Given entries:

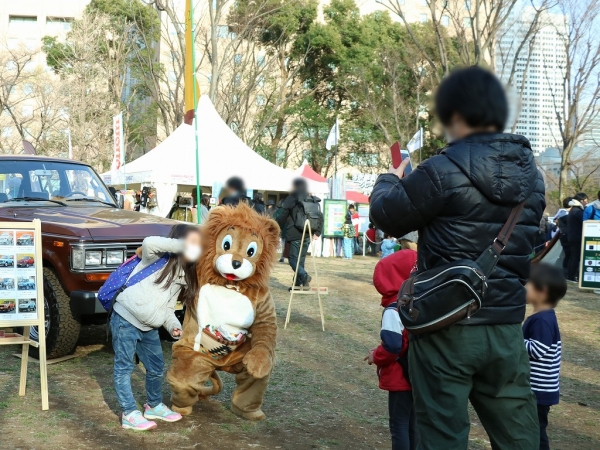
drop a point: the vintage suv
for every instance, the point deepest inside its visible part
(85, 237)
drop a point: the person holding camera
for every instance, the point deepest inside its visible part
(481, 193)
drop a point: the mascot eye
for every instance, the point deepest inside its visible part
(227, 241)
(251, 251)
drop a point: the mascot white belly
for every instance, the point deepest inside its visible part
(224, 315)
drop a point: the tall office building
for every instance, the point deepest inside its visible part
(537, 81)
(28, 21)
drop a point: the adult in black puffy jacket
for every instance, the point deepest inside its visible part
(575, 232)
(458, 201)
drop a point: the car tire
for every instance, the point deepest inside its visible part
(63, 329)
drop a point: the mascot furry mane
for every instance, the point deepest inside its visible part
(245, 225)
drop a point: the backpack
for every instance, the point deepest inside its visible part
(120, 279)
(308, 209)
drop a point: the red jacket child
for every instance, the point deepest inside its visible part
(391, 355)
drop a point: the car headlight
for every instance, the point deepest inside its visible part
(93, 257)
(78, 258)
(114, 257)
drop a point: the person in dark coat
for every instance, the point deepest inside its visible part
(575, 230)
(270, 210)
(459, 200)
(259, 203)
(561, 219)
(291, 209)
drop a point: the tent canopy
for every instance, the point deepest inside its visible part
(221, 155)
(308, 172)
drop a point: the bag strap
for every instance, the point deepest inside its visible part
(489, 258)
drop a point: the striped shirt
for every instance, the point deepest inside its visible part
(542, 341)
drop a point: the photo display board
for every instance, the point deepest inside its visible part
(589, 270)
(22, 294)
(334, 212)
(18, 276)
(363, 212)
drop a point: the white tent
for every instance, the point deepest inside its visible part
(221, 155)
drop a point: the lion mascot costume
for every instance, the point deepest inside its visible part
(233, 325)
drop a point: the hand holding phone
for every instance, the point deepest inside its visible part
(401, 164)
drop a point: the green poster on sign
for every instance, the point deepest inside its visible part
(589, 270)
(334, 212)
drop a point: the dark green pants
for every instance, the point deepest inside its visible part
(486, 364)
(297, 252)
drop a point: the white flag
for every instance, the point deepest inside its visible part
(416, 142)
(118, 147)
(334, 136)
(70, 146)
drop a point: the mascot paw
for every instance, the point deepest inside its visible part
(185, 411)
(250, 415)
(258, 362)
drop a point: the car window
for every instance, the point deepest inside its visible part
(10, 183)
(54, 180)
(45, 181)
(82, 181)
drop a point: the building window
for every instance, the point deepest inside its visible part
(22, 21)
(57, 25)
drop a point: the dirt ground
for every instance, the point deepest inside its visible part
(321, 396)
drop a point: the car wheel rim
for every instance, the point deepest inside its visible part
(33, 331)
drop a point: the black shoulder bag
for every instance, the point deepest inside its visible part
(452, 292)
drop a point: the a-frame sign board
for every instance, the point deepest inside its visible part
(22, 294)
(318, 290)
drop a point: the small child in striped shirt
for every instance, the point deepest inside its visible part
(546, 286)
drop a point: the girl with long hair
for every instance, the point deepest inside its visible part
(141, 309)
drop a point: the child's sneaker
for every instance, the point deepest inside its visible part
(136, 421)
(161, 412)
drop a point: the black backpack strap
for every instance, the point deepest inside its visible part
(489, 258)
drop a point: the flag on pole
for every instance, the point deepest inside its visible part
(416, 142)
(70, 146)
(190, 95)
(334, 136)
(118, 147)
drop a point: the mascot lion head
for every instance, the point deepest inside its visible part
(239, 246)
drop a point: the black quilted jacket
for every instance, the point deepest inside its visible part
(459, 200)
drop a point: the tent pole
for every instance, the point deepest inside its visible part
(198, 192)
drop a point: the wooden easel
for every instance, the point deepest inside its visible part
(298, 289)
(24, 340)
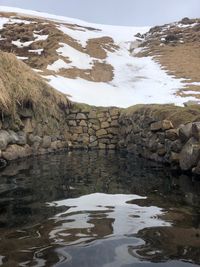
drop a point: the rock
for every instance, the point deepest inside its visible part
(46, 142)
(161, 125)
(83, 123)
(105, 124)
(176, 146)
(4, 139)
(28, 127)
(81, 116)
(92, 115)
(93, 144)
(13, 137)
(72, 123)
(22, 138)
(171, 134)
(111, 147)
(196, 130)
(185, 132)
(92, 139)
(114, 123)
(114, 112)
(71, 117)
(174, 157)
(101, 132)
(190, 154)
(102, 146)
(3, 163)
(16, 151)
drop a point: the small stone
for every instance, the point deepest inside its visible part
(83, 123)
(190, 154)
(114, 123)
(81, 116)
(101, 132)
(161, 125)
(185, 132)
(172, 134)
(102, 146)
(105, 124)
(72, 123)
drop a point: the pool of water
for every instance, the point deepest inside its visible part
(97, 209)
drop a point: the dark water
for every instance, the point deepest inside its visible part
(97, 209)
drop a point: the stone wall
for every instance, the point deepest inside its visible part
(152, 136)
(93, 128)
(165, 133)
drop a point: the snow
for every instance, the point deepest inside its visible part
(37, 51)
(127, 218)
(136, 80)
(40, 37)
(22, 58)
(78, 59)
(57, 65)
(20, 44)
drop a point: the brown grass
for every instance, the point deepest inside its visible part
(21, 87)
(180, 57)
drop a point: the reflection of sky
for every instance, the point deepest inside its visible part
(126, 218)
(129, 12)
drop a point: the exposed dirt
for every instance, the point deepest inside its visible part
(96, 48)
(177, 48)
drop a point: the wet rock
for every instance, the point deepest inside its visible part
(161, 125)
(46, 142)
(81, 116)
(3, 163)
(196, 130)
(16, 151)
(172, 134)
(101, 132)
(185, 132)
(4, 139)
(190, 154)
(22, 138)
(105, 124)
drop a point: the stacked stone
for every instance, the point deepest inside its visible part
(96, 128)
(160, 141)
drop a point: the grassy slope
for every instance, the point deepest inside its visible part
(20, 87)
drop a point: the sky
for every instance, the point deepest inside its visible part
(115, 12)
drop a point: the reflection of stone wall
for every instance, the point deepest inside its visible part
(93, 128)
(153, 132)
(158, 138)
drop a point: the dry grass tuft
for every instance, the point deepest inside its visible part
(20, 87)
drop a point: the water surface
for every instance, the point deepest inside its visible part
(97, 209)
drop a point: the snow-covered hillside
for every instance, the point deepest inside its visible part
(90, 62)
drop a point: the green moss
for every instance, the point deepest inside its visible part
(178, 115)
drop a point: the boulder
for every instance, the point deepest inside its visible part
(196, 130)
(171, 134)
(22, 138)
(190, 154)
(46, 141)
(185, 132)
(101, 132)
(81, 116)
(16, 151)
(4, 139)
(161, 125)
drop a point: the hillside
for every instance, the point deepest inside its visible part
(100, 64)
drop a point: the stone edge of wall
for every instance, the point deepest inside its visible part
(149, 134)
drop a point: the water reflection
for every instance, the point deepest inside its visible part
(94, 215)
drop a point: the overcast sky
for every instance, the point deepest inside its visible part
(118, 12)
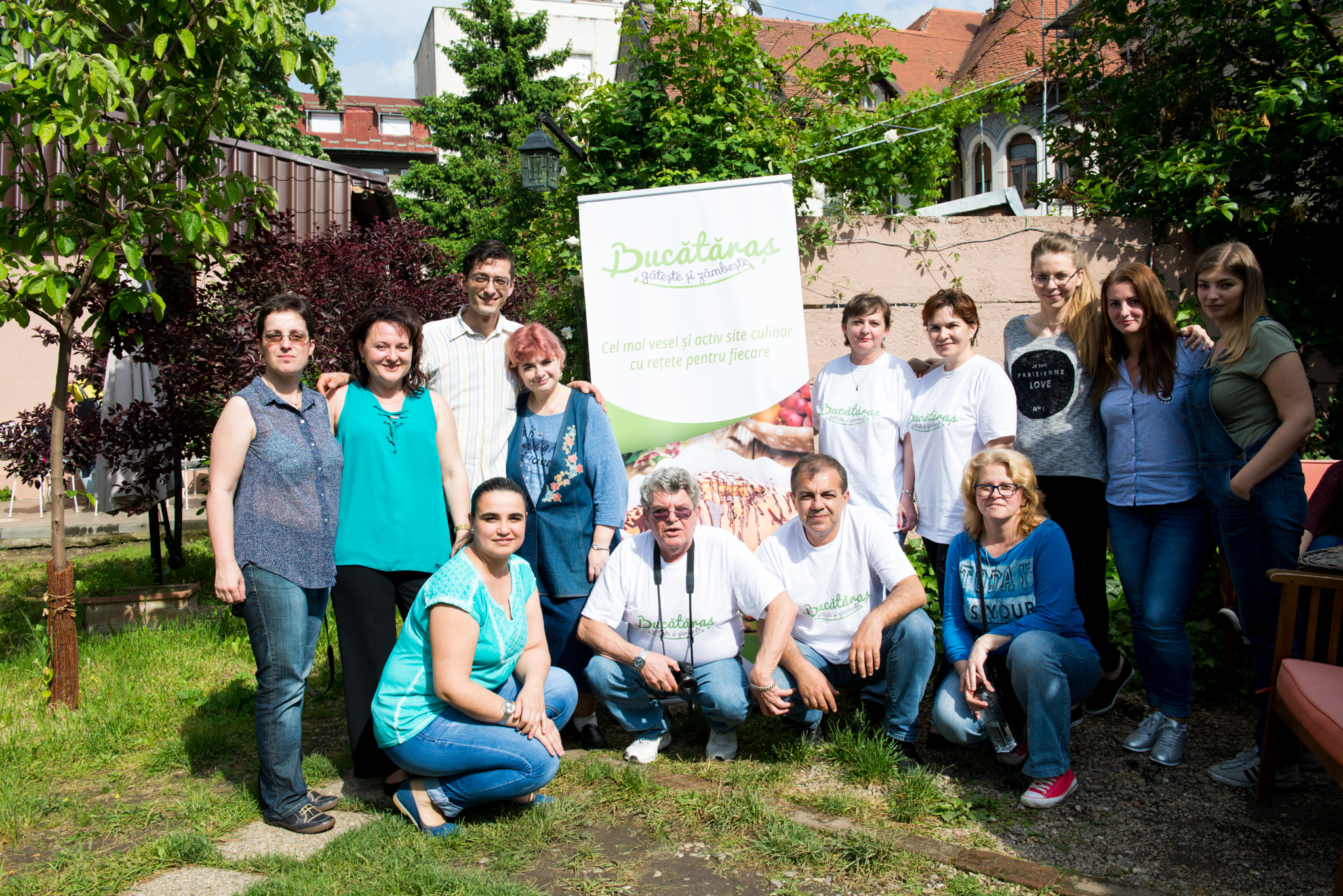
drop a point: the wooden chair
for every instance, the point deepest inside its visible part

Task statement: Go through the listing above and write it out again exactly, dropping the pictures.

Answer for this exercise:
drop a point: the vintage suv
for every instance, the point deepest inside its visible part
(85, 237)
drop a point: the person holding camera
for every instance, the point deepest inside its visible part
(481, 193)
drop a point: the mascot eye
for every instance, the point deepest inside its visible part
(227, 241)
(251, 251)
drop a point: the mascot white belly
for every instance, the point deepest inside its visible part
(224, 315)
drop a point: the tall office building
for every instance, the point deepest inside its visible part
(537, 81)
(28, 21)
drop a point: the adult in black puffy jacket
for every instance, the point deepest inside its visible part
(575, 232)
(458, 201)
drop a point: the car tire
for every instance, the point deepest inside its visible part
(63, 329)
drop a point: the mascot furry mane
for every instance, the point deepest inside its visible part
(245, 225)
drop a point: the backpack
for every instance, the point deepest inside its visible part
(120, 279)
(308, 209)
drop a point: the red jacket child
for every instance, the point deepest inside its visible part
(391, 355)
drop a point: the car headlight
for every instance, the point deepest inside its visible part
(93, 257)
(78, 258)
(114, 257)
drop a point: the person in dark coat
for every instance, the point deepest inside its visible part
(575, 230)
(270, 210)
(459, 200)
(259, 203)
(561, 219)
(291, 209)
drop a point: the tent canopy
for every instance, the point deepest inside its visible part
(221, 155)
(308, 172)
drop a point: the bag strap
for every instance, the point deepest inside its visible part
(489, 258)
drop a point: the striped shirt
for every instance, the point deepest inside its visible part
(542, 341)
drop a point: the photo display board
for every instance, the point deepest inside its visible part
(589, 270)
(22, 294)
(334, 212)
(18, 276)
(363, 212)
drop a point: the white tent
for every instance, the point deepest inside its visible part
(221, 155)
drop a point: the lion mascot costume
for every instance, the point deepest inside its visible part
(233, 325)
drop a point: the hand holding phone
for every instance, the point deepest inside its visible part
(401, 164)
drop a point: the green poster on sign
for every instance, the point deepest inside its visible part
(589, 270)
(334, 212)
drop a point: the dark green pants
for every instance, the point deepest inside its visible part
(486, 364)
(297, 252)
drop a point: the white flag
for every instance, the point deepest inside its visible part
(416, 142)
(118, 147)
(334, 136)
(70, 146)
drop a point: the mascot paw
for every instance, the point deepest inside its visible part
(185, 411)
(250, 415)
(258, 362)
drop a point: the car window
for every instance, the point deepest inside its visible part
(10, 183)
(54, 180)
(45, 181)
(82, 181)
drop a point: the building window
for every instance, the point deepest inside its visible part
(22, 21)
(57, 25)
drop a point: the dirt ground
for every instance, the point deepest inside its visible part
(321, 396)
drop a point: the car wheel rim
for every instance, the point deepest inside its visible part
(33, 331)
drop a point: the black shoulder bag
for every instance, the point deepest inside its visible part
(452, 292)
drop a point: the a-frame sign board
for every instance, the point deepest inside its visible part
(22, 294)
(318, 290)
drop a point: the small child in striped shirt
for every instance, the point deepest inside its visible part
(546, 286)
drop a point: the girl with long hair
for every instance, the point deepest inside its visible part
(141, 309)
drop a point: the child's sneaker
for every instance, the point deepest inside its visible part
(136, 421)
(161, 412)
drop a point: the black backpack strap
for every instance, the point deepest inside its visible part
(489, 258)
drop a point: the flag on pole
for every instance, the point deepest inside its visible part
(416, 142)
(70, 146)
(190, 95)
(334, 136)
(118, 147)
drop a point: the mascot lion head
for every instance, the point deepest inside its visible part
(239, 246)
drop a point: the black quilted jacket
for every instance, the point deepest inside its visible part
(459, 200)
drop a point: the tent pole
for every instance, the point deepest inside its visible part
(198, 192)
drop a point: the wooden easel
for every instance, the point deepest inside its visible part
(298, 289)
(24, 340)
drop a point: the rock
for every instance, the point deepest inside its visible part
(46, 142)
(161, 125)
(83, 123)
(105, 124)
(176, 146)
(4, 139)
(28, 127)
(81, 116)
(92, 115)
(93, 144)
(13, 137)
(72, 123)
(22, 138)
(171, 134)
(111, 147)
(196, 130)
(185, 132)
(92, 139)
(114, 123)
(114, 112)
(71, 117)
(174, 157)
(101, 132)
(190, 154)
(102, 146)
(3, 163)
(16, 151)
drop a point: the small stone
for every instance, the point deepest inside its visible part
(83, 123)
(190, 154)
(114, 123)
(81, 116)
(101, 132)
(161, 125)
(185, 132)
(172, 134)
(102, 146)
(105, 124)
(72, 123)
drop a point: the pool of water
for every instance, the point deepest inside its visible part
(97, 209)
drop a point: the dark water
for every instance, the point deepest inside its visible part
(97, 209)
drop a point: the stone wall
for every instance, the point deepest inside its visible part
(152, 136)
(93, 128)
(165, 133)
drop a point: the snow
for every instance, the point deepest inside its visible part
(37, 51)
(127, 218)
(136, 80)
(40, 37)
(22, 58)
(78, 59)
(57, 65)
(20, 44)
drop a point: the brown grass
for every instance, the point deepest inside its visible part
(21, 87)
(180, 57)
drop a point: the reflection of sky
for every instance, the point deepest inside its visible part
(126, 218)
(129, 12)
drop a point: the exposed dirt
for every instance, the point deepest inside its visible part
(96, 48)
(177, 48)
drop a point: the wet rock
for every instance, the point deepest inside its visible part
(161, 125)
(46, 142)
(81, 116)
(3, 163)
(196, 130)
(16, 151)
(172, 134)
(101, 132)
(185, 132)
(4, 139)
(190, 154)
(22, 138)
(105, 124)
drop a point: the stacked stone
for every instance, the point deepest inside its visible part
(96, 128)
(160, 141)
drop a point: the grassy slope
for every instance, the point deepest inside its visible part
(20, 87)
drop a point: the sky
for every instance, the point deepest inside its visible part
(115, 12)
drop a point: the reflection of stone wall
for every instance, the point deepest inside its visible part
(93, 128)
(153, 132)
(158, 138)
drop a point: the dry grass tuft
for every instance, the point deepest inside its visible part
(20, 87)
drop a point: the water surface
for every instance, the point deepest inside its visible part
(97, 209)
drop a point: the snow-covered hillside
for every instance, the point deepest inside its visible part
(90, 62)
drop a point: the green moss
for every instance, the point deepest inside its visible part
(178, 115)
drop a point: the boulder
for every instance, the point deepest inside its visible part
(196, 130)
(171, 134)
(22, 138)
(190, 154)
(46, 141)
(185, 132)
(101, 132)
(81, 116)
(16, 151)
(4, 139)
(161, 125)
drop a point: the hillside
for every instance, the point deepest inside its visible part
(100, 64)
drop a point: the stone edge of wall
for every instance, the point deepest inside its visible part
(149, 134)
drop a point: the water reflection
for every instance, the point deepest inside its visible part
(94, 215)
drop a point: the overcast sky
for every instance, the point deepest inside its visible part
(118, 12)
drop a point: the wooden chair
for every instance, the point deepest inside its visible part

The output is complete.